◆ **TASK PROMPT**:
Retype every line of the data below, starting with the first and ending with the line that contains "Mark each instance of the twig", but leave out the pictures.

◆ **GIVEN RECORDS**:
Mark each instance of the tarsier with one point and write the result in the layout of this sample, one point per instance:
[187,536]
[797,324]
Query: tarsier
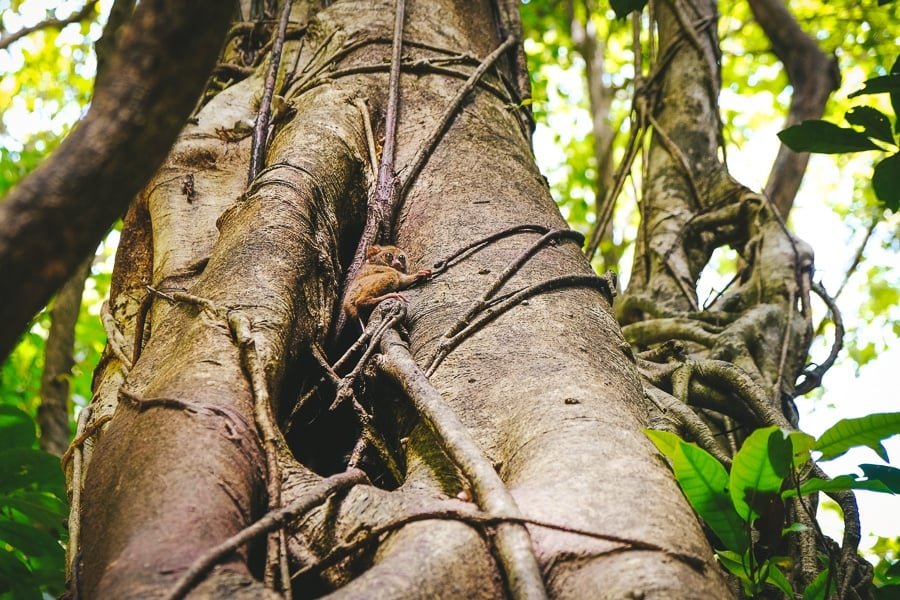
[382,276]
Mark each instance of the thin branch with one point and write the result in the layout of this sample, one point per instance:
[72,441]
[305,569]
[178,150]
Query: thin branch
[74,522]
[86,184]
[813,377]
[857,257]
[481,519]
[379,204]
[513,543]
[271,521]
[450,112]
[261,129]
[505,303]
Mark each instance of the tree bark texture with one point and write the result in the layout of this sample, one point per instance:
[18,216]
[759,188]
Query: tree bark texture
[243,286]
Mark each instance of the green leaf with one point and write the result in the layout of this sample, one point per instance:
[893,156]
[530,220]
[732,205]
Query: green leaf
[886,474]
[825,138]
[39,507]
[24,468]
[886,181]
[777,578]
[734,563]
[758,471]
[665,441]
[873,121]
[893,570]
[838,484]
[879,85]
[624,7]
[704,482]
[16,577]
[868,431]
[895,96]
[816,589]
[16,428]
[28,539]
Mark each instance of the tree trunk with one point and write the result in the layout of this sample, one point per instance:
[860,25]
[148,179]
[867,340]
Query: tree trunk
[184,441]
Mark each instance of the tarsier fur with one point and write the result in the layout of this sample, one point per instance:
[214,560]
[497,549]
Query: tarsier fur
[381,277]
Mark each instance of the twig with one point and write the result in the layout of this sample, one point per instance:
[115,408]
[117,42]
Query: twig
[513,543]
[115,340]
[379,205]
[83,433]
[242,333]
[785,345]
[442,265]
[74,522]
[261,129]
[271,521]
[370,136]
[339,551]
[857,257]
[813,377]
[450,112]
[511,270]
[507,302]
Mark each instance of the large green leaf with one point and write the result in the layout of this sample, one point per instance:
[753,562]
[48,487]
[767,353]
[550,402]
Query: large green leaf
[665,441]
[15,577]
[879,85]
[825,138]
[886,474]
[886,181]
[869,431]
[26,468]
[873,121]
[624,7]
[758,471]
[704,482]
[16,428]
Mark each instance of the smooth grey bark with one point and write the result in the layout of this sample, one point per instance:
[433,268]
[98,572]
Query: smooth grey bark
[58,214]
[247,280]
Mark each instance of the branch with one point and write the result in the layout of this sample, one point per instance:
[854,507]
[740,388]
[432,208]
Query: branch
[270,522]
[261,129]
[81,15]
[813,76]
[55,217]
[452,109]
[513,543]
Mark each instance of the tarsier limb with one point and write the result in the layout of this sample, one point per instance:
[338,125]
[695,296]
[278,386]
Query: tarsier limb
[382,276]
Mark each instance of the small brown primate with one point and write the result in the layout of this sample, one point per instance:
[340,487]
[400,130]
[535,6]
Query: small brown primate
[381,277]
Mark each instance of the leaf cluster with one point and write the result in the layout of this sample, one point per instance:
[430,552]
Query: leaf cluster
[745,508]
[874,133]
[33,511]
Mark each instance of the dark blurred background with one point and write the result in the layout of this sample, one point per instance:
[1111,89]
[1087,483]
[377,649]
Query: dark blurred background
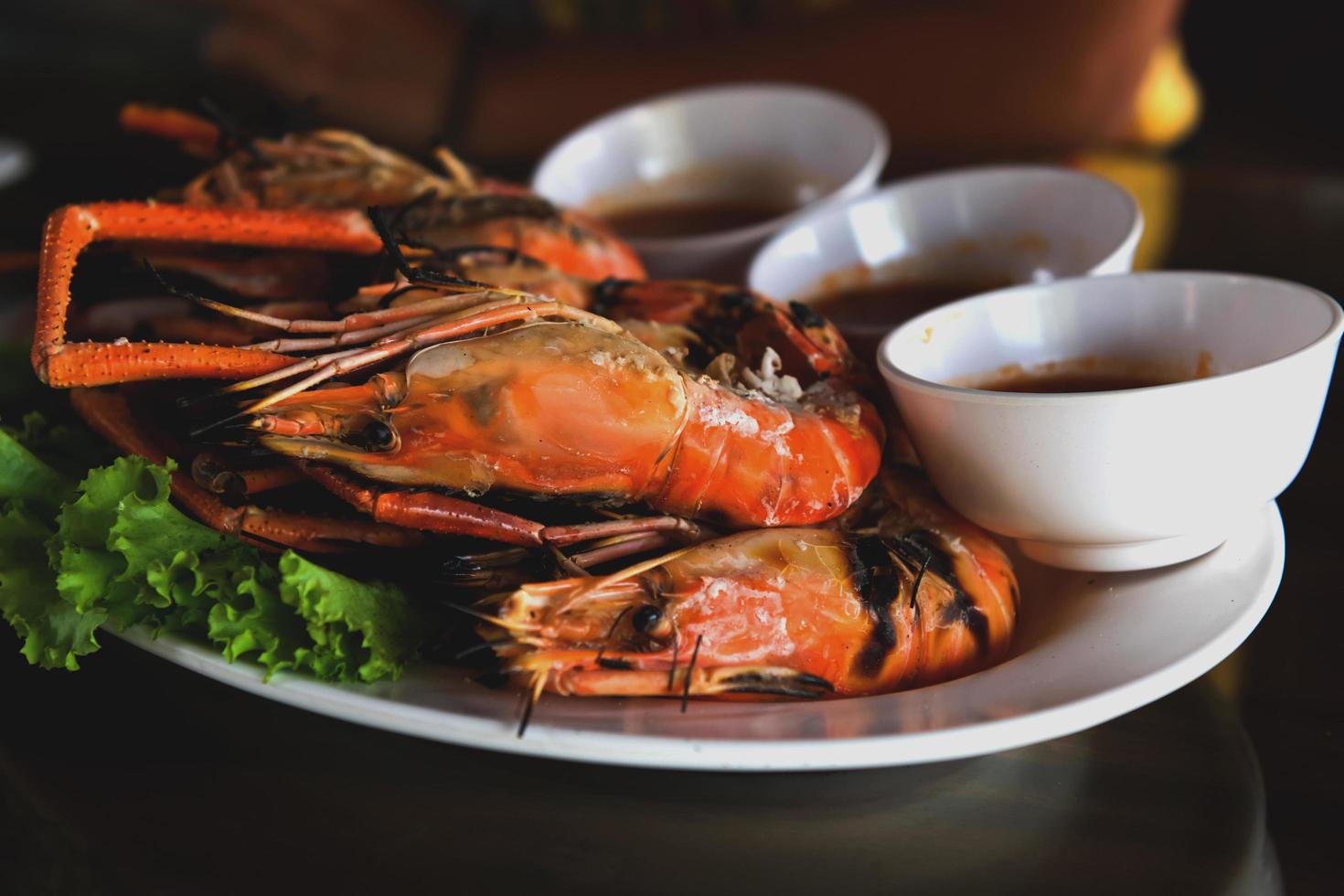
[1267,77]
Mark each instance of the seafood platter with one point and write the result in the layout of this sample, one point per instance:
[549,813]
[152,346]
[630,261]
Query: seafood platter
[441,457]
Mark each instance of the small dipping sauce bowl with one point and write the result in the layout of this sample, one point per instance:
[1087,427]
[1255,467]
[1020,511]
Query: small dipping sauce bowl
[742,160]
[1118,480]
[878,261]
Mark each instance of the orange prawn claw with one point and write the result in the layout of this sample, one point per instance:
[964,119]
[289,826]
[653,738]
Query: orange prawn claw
[73,229]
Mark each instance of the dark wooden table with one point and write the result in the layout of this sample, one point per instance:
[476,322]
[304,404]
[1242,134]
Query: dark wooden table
[137,776]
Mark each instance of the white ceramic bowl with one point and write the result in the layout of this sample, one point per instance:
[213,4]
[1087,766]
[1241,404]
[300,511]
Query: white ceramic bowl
[837,143]
[1132,478]
[1006,223]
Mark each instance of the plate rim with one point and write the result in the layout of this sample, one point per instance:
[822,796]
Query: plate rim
[801,753]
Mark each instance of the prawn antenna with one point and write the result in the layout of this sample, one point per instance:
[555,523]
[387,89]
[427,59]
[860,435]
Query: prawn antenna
[689,672]
[378,218]
[532,699]
[677,646]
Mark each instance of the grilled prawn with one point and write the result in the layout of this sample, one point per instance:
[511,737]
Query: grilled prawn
[577,407]
[918,598]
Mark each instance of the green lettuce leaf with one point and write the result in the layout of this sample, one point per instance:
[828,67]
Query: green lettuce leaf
[120,552]
[359,629]
[53,633]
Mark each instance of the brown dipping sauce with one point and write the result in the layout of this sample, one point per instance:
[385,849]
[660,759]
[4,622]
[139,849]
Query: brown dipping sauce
[866,315]
[1085,375]
[694,219]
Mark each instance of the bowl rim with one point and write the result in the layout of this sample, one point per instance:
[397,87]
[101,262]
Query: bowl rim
[892,372]
[826,217]
[857,185]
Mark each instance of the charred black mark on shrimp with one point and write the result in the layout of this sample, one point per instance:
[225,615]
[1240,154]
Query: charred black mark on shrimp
[483,400]
[961,607]
[878,586]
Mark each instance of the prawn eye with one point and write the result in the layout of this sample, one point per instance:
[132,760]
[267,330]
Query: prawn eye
[645,618]
[377,437]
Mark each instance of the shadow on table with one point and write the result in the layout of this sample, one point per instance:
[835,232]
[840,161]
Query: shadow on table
[137,776]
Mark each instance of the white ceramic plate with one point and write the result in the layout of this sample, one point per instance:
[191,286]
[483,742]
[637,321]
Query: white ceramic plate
[1092,646]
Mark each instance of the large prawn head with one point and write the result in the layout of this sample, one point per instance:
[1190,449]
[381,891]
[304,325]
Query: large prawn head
[585,411]
[773,613]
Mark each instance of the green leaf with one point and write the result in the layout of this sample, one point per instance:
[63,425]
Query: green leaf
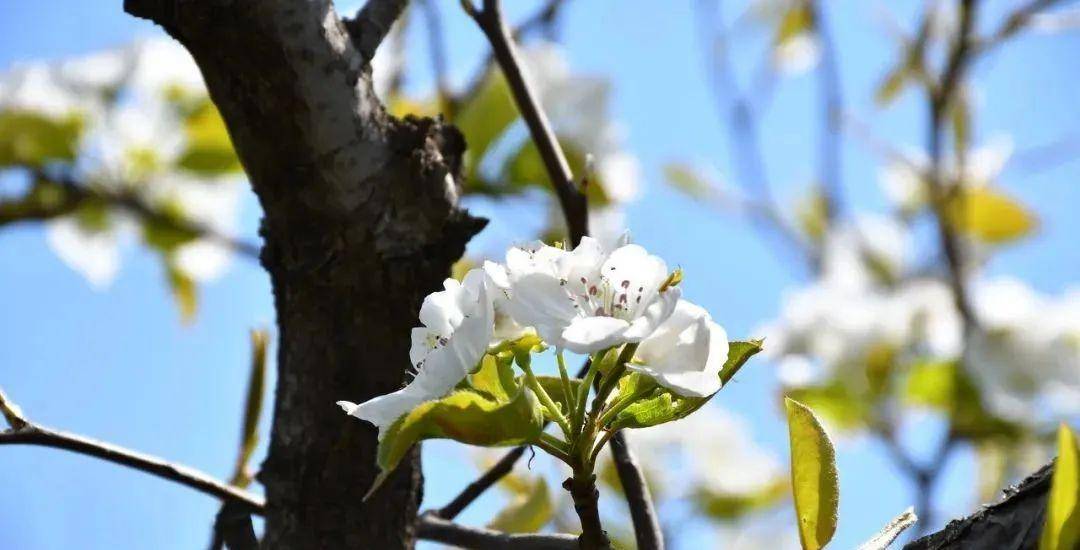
[836,402]
[688,180]
[528,513]
[814,483]
[166,231]
[990,216]
[32,139]
[467,417]
[210,149]
[483,118]
[664,406]
[185,292]
[943,386]
[1062,530]
[253,408]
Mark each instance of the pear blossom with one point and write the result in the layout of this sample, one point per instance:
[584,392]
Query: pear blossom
[588,299]
[457,325]
[685,353]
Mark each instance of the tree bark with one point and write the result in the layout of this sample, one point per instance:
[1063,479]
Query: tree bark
[360,224]
[1015,523]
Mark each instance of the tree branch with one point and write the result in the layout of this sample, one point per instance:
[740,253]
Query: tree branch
[433,527]
[647,530]
[571,200]
[27,433]
[372,24]
[1014,522]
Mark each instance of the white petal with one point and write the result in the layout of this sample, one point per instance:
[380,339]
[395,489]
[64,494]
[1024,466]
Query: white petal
[95,255]
[588,334]
[655,314]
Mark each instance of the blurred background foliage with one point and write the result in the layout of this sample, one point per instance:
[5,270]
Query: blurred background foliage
[123,148]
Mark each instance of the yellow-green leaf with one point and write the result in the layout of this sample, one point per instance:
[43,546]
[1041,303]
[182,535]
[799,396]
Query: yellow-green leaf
[814,483]
[467,417]
[527,513]
[1062,530]
[664,406]
[32,139]
[210,149]
[990,216]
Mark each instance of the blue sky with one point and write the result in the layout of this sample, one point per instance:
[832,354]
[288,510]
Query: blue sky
[119,365]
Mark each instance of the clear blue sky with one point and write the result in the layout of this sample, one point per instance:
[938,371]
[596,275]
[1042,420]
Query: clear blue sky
[120,366]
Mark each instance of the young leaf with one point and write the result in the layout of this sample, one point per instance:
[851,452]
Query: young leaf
[527,513]
[814,484]
[990,216]
[665,406]
[464,416]
[210,149]
[32,139]
[1062,530]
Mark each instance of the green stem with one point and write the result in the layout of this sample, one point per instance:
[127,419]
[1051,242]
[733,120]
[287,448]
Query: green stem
[622,403]
[599,445]
[553,411]
[582,398]
[554,446]
[567,389]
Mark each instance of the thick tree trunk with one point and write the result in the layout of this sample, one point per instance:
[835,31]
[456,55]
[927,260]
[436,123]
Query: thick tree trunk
[1015,523]
[360,223]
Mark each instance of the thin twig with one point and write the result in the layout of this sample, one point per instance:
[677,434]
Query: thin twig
[832,97]
[742,128]
[373,23]
[433,527]
[32,434]
[571,200]
[638,499]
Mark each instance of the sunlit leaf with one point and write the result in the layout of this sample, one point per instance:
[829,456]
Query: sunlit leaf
[34,139]
[484,117]
[814,483]
[664,406]
[990,216]
[463,416]
[208,149]
[836,402]
[1062,530]
[528,513]
[944,387]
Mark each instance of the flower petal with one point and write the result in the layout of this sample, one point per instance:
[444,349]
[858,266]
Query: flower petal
[588,334]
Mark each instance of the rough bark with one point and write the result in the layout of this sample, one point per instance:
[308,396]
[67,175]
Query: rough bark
[1014,523]
[360,223]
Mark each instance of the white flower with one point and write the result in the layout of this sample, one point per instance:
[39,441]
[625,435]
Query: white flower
[685,353]
[1026,356]
[586,299]
[797,54]
[457,326]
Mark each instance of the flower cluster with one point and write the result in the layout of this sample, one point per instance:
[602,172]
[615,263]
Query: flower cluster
[653,357]
[134,124]
[585,300]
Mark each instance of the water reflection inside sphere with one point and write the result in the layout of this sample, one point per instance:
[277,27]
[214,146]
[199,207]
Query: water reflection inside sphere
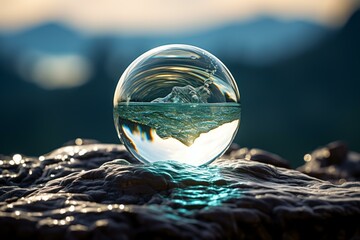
[177,102]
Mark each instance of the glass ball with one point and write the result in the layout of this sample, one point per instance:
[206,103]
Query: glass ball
[177,102]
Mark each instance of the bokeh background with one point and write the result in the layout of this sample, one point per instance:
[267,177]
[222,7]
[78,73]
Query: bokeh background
[297,65]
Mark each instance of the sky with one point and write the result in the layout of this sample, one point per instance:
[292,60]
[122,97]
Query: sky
[164,16]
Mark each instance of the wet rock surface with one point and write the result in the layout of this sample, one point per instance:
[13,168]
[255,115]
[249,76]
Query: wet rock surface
[98,191]
[334,163]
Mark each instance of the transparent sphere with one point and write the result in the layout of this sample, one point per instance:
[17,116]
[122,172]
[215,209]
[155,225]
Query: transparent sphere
[177,102]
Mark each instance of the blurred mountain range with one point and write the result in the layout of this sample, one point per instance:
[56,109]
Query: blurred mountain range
[298,81]
[258,40]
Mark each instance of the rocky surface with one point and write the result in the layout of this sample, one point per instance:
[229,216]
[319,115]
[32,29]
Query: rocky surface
[334,163]
[98,191]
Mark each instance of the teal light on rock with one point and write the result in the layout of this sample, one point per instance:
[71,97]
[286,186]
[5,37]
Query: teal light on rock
[179,103]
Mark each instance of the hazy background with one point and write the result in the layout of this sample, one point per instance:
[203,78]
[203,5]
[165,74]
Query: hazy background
[297,65]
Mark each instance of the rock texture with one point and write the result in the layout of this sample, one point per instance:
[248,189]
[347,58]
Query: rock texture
[98,191]
[334,163]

◆ **PROBLEM SOLUTION**:
Mark each instance of the tarsier with one point and write the result in the layout of this sample, one point per instance:
[187,536]
[797,324]
Query: tarsier
[382,276]
Mark each instance of the thin branch with one point and write the result in the layout of this sample, one point per instance:
[72,441]
[305,569]
[178,150]
Query: thin branch
[74,522]
[86,184]
[813,377]
[857,257]
[481,519]
[379,204]
[513,543]
[271,521]
[450,112]
[261,129]
[505,303]
Mark each instance of the tree bark texture with one point and write the result in the layout of this sample, one point per instance:
[18,216]
[759,188]
Query: tree bark texture
[243,286]
Mark each instance of the green leaf with one point and write the result in the layout of this sample, one point per instance:
[893,156]
[530,220]
[732,205]
Query: green leaf
[886,474]
[825,138]
[39,507]
[24,468]
[886,181]
[777,578]
[734,563]
[758,471]
[665,441]
[873,121]
[893,570]
[838,484]
[879,85]
[624,7]
[704,482]
[16,577]
[868,431]
[895,96]
[816,589]
[16,428]
[28,539]
Mark each instance of the tree trunk with one point and write the result in the layout of this sample, one point per instance:
[860,25]
[148,179]
[867,340]
Query: tree trunk
[184,441]
Mark each instance of the tarsier fur with one point and write the result in the layout of this sample, one point per instance:
[214,560]
[497,549]
Query: tarsier fur
[381,277]
Mark each instance of the twig with one point and write the result in the layout of this sample, one point per instance:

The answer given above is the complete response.